Doel: Druk alle regels hieronder letterlijk en volledig af.

Invoer voor het labelen van objectposities

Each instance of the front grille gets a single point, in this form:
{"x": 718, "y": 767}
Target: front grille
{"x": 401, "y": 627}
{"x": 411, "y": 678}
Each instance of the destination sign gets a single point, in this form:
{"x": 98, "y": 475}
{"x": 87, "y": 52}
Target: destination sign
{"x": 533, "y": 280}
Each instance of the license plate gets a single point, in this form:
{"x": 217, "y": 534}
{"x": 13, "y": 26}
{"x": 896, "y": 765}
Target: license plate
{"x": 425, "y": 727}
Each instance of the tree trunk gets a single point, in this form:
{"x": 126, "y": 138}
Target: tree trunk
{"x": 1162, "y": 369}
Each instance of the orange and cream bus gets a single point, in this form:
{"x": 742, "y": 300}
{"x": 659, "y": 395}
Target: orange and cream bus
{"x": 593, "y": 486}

Uitvoer:
Each instance of the front grille gets a single point, in this form:
{"x": 718, "y": 767}
Target: front grille
{"x": 401, "y": 627}
{"x": 411, "y": 678}
Each instance of the destination sign gets a single point, in this form:
{"x": 98, "y": 475}
{"x": 87, "y": 52}
Target: destination sign
{"x": 533, "y": 280}
Each instance of the license plate gets a single point, in this form:
{"x": 217, "y": 534}
{"x": 13, "y": 26}
{"x": 896, "y": 765}
Target: license plate
{"x": 425, "y": 727}
Each instance of the tree trunk gets a single point, in this form:
{"x": 126, "y": 138}
Target: tree trunk
{"x": 1162, "y": 369}
Each instance of the orange and cream bus gets a single point, in this form:
{"x": 742, "y": 300}
{"x": 659, "y": 395}
Target: orange and cream bus
{"x": 593, "y": 486}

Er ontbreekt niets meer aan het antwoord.